▶ _EXERCISE DETAILS_: Return exactly the line that contains "the tomato skin" and all lines beneath it in the entries, through the very last one.
[DATASET CONTENT Boundary: Start]
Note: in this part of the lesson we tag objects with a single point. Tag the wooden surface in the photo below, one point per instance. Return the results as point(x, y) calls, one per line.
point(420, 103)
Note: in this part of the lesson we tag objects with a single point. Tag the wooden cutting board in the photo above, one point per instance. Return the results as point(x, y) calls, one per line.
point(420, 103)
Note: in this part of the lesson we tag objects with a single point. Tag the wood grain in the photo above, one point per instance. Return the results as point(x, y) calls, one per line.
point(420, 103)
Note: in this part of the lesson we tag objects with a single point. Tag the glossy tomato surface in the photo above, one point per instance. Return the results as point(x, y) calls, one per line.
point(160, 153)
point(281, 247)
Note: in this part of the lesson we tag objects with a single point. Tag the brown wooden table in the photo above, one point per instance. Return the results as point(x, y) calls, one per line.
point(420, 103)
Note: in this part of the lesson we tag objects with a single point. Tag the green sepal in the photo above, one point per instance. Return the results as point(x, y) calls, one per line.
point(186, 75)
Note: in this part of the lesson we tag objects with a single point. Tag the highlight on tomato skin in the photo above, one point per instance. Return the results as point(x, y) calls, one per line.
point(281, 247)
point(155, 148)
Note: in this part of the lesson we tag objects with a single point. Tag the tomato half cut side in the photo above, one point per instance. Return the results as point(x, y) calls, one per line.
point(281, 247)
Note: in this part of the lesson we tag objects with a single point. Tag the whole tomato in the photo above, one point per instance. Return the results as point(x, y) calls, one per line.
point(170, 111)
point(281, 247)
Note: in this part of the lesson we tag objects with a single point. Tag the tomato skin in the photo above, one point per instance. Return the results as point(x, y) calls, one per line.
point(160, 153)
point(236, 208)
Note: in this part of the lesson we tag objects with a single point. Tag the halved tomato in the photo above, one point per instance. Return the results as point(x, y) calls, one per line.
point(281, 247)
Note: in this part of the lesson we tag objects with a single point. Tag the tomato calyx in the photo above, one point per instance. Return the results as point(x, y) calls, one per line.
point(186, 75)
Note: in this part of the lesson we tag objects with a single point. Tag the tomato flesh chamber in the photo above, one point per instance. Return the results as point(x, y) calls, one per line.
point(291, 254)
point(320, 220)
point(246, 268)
[DATASET CONTENT Boundary: End]
▶ _EXERCISE RESULT_:
Note: in this part of the lesson we tag objects with a single point. Tag the tomato skin in the photo above, one point per instance. Return the results as point(x, y) calls, one per line.
point(160, 153)
point(236, 208)
Note: in this part of the lesson we tag objects with a single point. Tag the halved tomato in the photo above, one point per instance. Return the results as point(x, y) calls, one per line.
point(281, 247)
Note: in this part of the lesson we tag objects with a single point. Tag the tomato calyx in the photo above, one point per instance. Return the results as point(x, y) calls, one per line.
point(186, 75)
Note: in this part of the lesson we tag objects with a single point. Tag the tomato flesh chamber in the photo above, one point per instance. Return the results as point(x, y) calls, one per line.
point(291, 254)
point(320, 220)
point(246, 268)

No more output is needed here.